SELECTED EXTRACT:
SSH certificates: the better SSH experience

(jpmens.net)

119 points | by jandeboevrie 7 hours ago

12 comments

thomashabets2 4 hours ago
Every couple of months someone re-discovers SSH certificates, and blogs about them.
I'm guilty of it too. My blog post from 15 years ago is nowhere near as good as OP's post, but if I though me of 15 years ago lived up to my standards of today, I'd be really disappointed: https://blog.habets.se/2011/07/OpenSSH-certificates.html
[-]
- Stefan-H 1 hour ago
  I think the scary reality is most people conflate "keys" and "certificates". I have worked with security engineers that I need to remind that we do not use SSH certs, but rather key auth, and they have to think it through to make it click.
- papyDoctor 2 hours ago
  Another useful feature of SSH certificates is that you can sign a user’s public key to grant them access to a remote machine for a limited time and as a specific remote user.

TASKS:
**A.** In the SSH certificates thread, what does papyDoctor say signing a user's public key can grant?
**B.** Sum up the SSH certificates thread in two sentences.
**C.** Carry on the SSH certificates thread past its final comment.

RECORD EXTRACTS:
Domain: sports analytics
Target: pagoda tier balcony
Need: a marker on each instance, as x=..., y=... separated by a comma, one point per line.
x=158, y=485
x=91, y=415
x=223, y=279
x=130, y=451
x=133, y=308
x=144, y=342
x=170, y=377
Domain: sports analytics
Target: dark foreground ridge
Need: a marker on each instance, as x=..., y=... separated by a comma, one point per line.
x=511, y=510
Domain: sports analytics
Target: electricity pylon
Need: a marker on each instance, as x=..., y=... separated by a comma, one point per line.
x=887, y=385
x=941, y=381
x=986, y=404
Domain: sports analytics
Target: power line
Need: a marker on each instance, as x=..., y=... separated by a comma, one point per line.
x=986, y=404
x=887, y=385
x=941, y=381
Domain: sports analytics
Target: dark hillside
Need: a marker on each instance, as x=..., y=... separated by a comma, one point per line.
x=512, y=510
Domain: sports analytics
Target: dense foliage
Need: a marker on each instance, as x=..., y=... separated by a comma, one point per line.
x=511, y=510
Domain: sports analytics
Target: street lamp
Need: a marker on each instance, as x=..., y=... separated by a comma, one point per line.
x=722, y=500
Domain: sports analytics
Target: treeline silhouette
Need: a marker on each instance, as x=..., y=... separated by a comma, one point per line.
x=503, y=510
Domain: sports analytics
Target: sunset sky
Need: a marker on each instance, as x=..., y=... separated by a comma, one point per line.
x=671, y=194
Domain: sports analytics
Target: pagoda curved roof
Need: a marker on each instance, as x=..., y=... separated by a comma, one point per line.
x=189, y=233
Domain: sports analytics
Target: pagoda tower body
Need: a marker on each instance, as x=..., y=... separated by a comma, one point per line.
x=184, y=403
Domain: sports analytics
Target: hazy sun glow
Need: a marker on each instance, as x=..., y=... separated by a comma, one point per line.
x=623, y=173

TASK RESPONSES:
**A.** Access to a remote machine for a limited time and as a specific remote user.

**B.** One commenter notes that every couple of months someone rediscovers SSH certificates and blogs about them, and admits to having written such a post 15 years ago. Other commenters point out that many people conflate keys and certificates, and that certificates let you sign a user's public key to grant access to a remote machine for a limited time as a specific remote user.

**C.**
- kaoD 4 hours ago
  I've known SSH certs for a while but never went through the effort of migrating away from keys. I'm very frustrated about manually managing my SSH keys across my different servers and devices though.
  I assume you gathered a lot of thoughts over these 15 years.
  Should I invest in making the switch?
  [-]
  - anyfoo 2 hours ago
    A big problem I have with ssh carts is that they are not universally supported. For me, there is always some device or daemon (for example tinyssh in the initramfs of my gaming pc so that I can unlock it remotely) that only works with “plain old ssh keys”. And if I have to distribute and sync my keys onto a few hosts anyway, it takes away the benefits.
  - dizhn 46 minutes ago
    I am keeping an eye on the new (and alpha) Authentik agent which will allow idp based ssh logins. There's also SSSD already supported but it requires glibc (due to needing NSS) meaning it's not available on Alpine.
  - thomashabets2 2 hours ago
    If your use case is such that you are frustrated about managing keys, host or user keys, then yes it does sound like SSH certs would help you. E.g. when you have many users, servers, or high enough cartesian product of the two.
    In environment where they don't cause frustration they're not worth it.
    Not really more to it than that, from my point of view.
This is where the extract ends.